Organisers: Dialogue Society Birmingham Branch, School of Politics,International Relations and Environment (Keele University) and Department of Politics and Public Administration (Fatih University)
The Dialogue Society has organised two academic workshops on the theme of ‘Debating Multiculturalism’ to take place in spring 2012. This publication comprises the papers accepted for ‘Debating Multiculturalism 2’, to take place in Istanbul at the beginning of May.
The Dialogue Society is organising this second workshop through its Birmingham Branch in partnership with Keele University and Fatih University, Istanbul. It is very grateful for the support of its two partners and to Fatih University for hosting the event. The first workshop, held in April, in Konya, was organised by the Dialogue Society’s Leeds Branch in partnership with Leeds Metropolitan University and Mevlana University. While the first workshop focused primarily on the UK context this second workshop looks at multiculturalism across Europe as well as in the UK. Each workshop balances the perspectives of academics with those of practitioners concerned with intercultural relations.
The acute contemporary relevance of the topic of these workshops hardly requires introduction. Since the Second World War, European societies have increasingly experienced ‘multiculturalism’ in the sense of people of diverse cultural backgrounds living side by side. The ‘state multiculturalism’ publicly criticised last year in David Cameron’s Munich Speech was a UK example of European government policies embodying a concern to ensure acceptance and respect for the cultural and religious identities of minorities. Cameron is one of a number of prominent voices in the European political mainstream, including also German Chancellor Angela Merkel and French President Nicolas Sarkozy, who claim that multiculturalism has failed to counteract fragmentation and extremism. Meanwhile, proponents of multiculturalism continue to stress its achievements in terms of reduced discrimination and progress towards inclusive, sustainable national identities. They urge that to abandon multiculturalism would be to abandon an achievable future of genuine equality, mutual respect and creative intercultural symbiosis. Whether multiculturalism should be jettisoned as a failure or defended as the path to a flourishing diversity is a crucial and pressing question for our time.
Istanbul, Turkey’s largest city, is a stimulating location for discussions of multiculturalism in Europe. Turkey’s recent record of combining political stability with economic growth and human rights reforms is concentrating minds on the capacity of the present European model of multiculturalism to cope with the eventual accession of Turkey to the EU. There is strong interest in the country in the so-called “Anglo-Saxon” practice of secularism as a framework for the ongoing evolution of multiculturalism. The city of Istanbul boasts a fascinating history of intercultural encounter, powerfully reflected in the Christian mosaics and Islamic calligraphy juxtaposed in the magnificent Hagia Sofia.

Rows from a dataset
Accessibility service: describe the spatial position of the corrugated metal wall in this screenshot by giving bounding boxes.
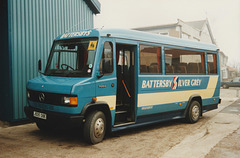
[8,0,93,120]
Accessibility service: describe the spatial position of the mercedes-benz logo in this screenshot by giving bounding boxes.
[38,93,45,102]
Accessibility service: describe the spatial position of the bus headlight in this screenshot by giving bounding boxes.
[63,97,78,105]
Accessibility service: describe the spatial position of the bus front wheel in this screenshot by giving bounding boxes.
[186,100,201,123]
[83,111,106,144]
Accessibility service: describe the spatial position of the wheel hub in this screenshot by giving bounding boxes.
[192,105,200,120]
[94,118,104,138]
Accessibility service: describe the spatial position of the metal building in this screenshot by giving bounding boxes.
[0,0,100,122]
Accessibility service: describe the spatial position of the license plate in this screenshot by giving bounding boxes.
[33,111,47,120]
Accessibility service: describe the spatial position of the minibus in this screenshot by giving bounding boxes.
[24,29,221,144]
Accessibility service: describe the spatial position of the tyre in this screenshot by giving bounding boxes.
[83,111,106,144]
[36,121,51,132]
[186,101,201,123]
[223,84,229,89]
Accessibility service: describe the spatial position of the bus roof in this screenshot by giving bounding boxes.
[56,29,218,51]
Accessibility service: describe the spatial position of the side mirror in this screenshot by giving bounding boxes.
[38,59,42,72]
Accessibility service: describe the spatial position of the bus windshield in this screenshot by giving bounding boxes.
[44,38,97,77]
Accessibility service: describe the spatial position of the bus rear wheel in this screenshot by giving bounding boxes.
[186,100,201,123]
[83,111,106,144]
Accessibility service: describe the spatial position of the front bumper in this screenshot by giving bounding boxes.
[24,106,84,125]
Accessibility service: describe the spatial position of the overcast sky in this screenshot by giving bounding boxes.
[95,0,240,64]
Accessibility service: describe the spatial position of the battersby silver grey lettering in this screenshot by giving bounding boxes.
[60,30,92,39]
[142,79,202,88]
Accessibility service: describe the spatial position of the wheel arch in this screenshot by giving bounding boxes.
[184,95,202,116]
[81,102,112,132]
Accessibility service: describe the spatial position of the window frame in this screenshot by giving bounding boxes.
[139,43,163,75]
[163,45,207,76]
[98,41,114,75]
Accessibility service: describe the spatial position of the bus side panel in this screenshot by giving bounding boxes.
[137,75,219,116]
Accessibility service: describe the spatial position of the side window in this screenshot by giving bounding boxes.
[99,42,113,74]
[140,45,162,74]
[207,53,217,74]
[164,48,206,75]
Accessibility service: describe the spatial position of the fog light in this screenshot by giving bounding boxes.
[63,97,70,104]
[63,97,78,105]
[70,97,78,105]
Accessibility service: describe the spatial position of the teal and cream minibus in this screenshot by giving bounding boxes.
[25,29,221,144]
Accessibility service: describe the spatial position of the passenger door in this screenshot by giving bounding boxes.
[96,41,117,110]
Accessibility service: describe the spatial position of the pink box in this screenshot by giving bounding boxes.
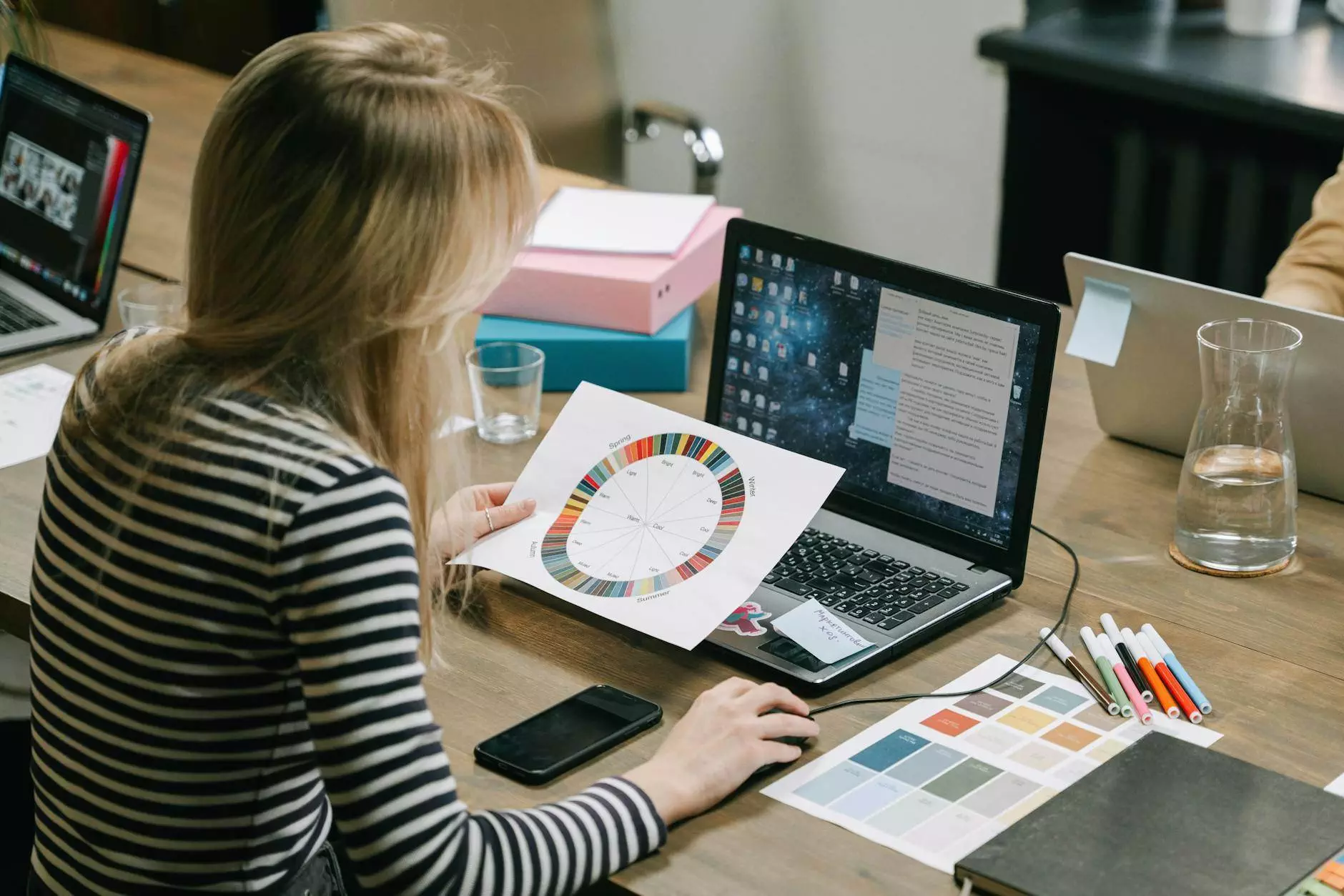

§ **INSTRUCTIONS FOR THE TASK**: Copy the stretch of the workshop introduction from "The Dialogue Society has" through "beginning of May.". Work from the workshop introduction alone and leave the entries aside.

§ **THE ANSWER**:
The Dialogue Society has organised two academic workshops on the theme of ‘Debating Multiculturalism’ to take place in spring 2012. This publication comprises the papers accepted for ‘Debating Multiculturalism 2’, to take place in Istanbul at the beginning of May.